##### Data records #####
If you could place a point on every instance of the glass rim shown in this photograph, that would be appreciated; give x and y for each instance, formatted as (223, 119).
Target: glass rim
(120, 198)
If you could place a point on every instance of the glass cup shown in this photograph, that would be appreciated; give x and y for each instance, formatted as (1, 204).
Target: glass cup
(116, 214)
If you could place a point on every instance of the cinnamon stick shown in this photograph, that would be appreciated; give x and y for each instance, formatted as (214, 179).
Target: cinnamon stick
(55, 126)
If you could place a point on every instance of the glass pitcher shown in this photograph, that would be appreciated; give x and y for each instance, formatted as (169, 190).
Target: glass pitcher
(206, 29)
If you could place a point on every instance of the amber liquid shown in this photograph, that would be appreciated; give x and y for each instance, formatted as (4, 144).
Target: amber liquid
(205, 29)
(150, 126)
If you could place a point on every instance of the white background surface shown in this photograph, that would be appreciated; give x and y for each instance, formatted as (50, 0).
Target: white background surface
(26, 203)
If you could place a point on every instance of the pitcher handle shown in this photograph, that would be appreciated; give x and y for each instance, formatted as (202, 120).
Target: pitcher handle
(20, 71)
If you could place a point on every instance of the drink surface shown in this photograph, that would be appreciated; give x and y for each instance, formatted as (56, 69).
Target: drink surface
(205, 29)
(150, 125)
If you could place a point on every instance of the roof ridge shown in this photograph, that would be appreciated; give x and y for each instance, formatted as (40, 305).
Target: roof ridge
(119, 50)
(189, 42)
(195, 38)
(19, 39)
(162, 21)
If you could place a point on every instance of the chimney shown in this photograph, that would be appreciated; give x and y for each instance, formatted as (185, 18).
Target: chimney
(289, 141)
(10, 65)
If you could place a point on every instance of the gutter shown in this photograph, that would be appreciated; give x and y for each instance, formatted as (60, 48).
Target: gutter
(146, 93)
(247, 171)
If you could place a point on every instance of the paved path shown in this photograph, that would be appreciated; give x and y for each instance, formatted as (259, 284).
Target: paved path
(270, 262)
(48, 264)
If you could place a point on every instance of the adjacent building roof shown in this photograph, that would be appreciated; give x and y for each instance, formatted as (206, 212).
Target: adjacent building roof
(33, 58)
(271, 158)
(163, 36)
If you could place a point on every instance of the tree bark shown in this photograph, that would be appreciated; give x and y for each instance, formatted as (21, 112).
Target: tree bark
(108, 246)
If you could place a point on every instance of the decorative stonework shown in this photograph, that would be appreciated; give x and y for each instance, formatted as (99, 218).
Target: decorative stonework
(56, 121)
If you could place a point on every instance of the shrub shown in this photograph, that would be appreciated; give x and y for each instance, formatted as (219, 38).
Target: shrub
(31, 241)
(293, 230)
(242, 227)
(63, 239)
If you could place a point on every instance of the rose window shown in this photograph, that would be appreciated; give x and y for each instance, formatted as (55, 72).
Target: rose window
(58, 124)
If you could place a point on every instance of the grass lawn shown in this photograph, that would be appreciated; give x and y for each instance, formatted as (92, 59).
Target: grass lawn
#####
* _Your task_: In the listing, return each line containing the string "lawn".

* _Expected answer_:
If you could place a point on every instance of the grass lawn shown in this photograph, that would be appreciated; give x and y for each instance, formatted as (92, 59).
Target: grass lawn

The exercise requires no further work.